Your task —
Which lines in the records below contain the string "window", with case counting? Return each of those lines in full.

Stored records
* * * * * * * * *

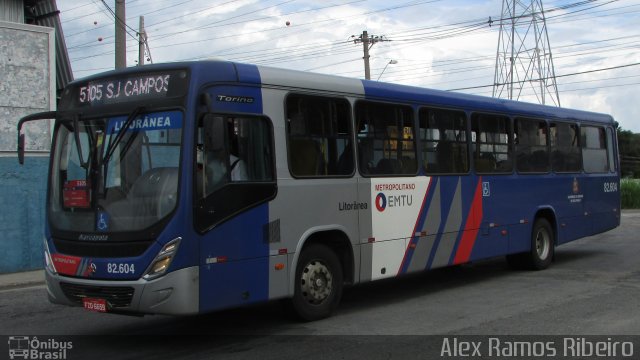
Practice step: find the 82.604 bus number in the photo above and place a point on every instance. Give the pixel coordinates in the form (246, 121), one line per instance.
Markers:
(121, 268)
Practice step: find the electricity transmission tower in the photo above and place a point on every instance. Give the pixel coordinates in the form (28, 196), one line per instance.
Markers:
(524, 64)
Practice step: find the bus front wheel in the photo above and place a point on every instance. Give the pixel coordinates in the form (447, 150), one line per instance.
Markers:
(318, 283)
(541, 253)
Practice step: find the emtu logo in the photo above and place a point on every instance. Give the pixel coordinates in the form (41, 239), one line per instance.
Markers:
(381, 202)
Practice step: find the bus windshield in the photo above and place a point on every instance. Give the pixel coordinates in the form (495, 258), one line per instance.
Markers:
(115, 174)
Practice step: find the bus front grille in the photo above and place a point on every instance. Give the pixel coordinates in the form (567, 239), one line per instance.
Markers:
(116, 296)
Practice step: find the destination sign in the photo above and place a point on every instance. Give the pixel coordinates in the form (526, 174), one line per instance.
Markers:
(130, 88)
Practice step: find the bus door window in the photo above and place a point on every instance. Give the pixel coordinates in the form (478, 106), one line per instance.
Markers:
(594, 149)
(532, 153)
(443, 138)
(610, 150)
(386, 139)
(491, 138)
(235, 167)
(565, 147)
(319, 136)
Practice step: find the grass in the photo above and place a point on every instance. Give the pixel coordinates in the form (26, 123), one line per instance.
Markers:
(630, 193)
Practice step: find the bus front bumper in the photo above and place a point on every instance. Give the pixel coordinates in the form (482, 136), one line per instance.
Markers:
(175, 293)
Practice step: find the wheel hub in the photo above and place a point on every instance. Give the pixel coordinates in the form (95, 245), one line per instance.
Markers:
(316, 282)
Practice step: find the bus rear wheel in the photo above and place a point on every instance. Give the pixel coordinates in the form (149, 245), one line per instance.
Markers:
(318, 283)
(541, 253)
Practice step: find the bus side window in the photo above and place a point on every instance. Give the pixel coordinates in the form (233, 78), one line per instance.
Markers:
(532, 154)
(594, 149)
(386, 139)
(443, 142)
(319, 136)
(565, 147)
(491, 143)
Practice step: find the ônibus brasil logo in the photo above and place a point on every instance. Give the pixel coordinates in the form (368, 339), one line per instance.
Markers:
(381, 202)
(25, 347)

* * * * * * * * *

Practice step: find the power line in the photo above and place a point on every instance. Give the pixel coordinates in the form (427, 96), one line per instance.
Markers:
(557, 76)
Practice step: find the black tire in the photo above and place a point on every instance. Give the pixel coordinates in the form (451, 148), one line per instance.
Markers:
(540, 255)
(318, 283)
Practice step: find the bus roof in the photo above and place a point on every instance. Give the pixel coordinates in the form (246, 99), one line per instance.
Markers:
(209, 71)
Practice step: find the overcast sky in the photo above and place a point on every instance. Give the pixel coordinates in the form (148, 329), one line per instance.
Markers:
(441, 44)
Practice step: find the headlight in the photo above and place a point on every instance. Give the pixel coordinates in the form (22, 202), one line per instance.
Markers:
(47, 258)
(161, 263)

* * * * * * * * *

Task result —
Practice step: find the bus door window in the photo above and place a point on every instance. Give the pixel coordinates in the form (478, 106), one line per instance.
Practice step: find the bus side window in the photo above and place a point on every instance. Give the pixel coordinates in the form (233, 78), one line per instance.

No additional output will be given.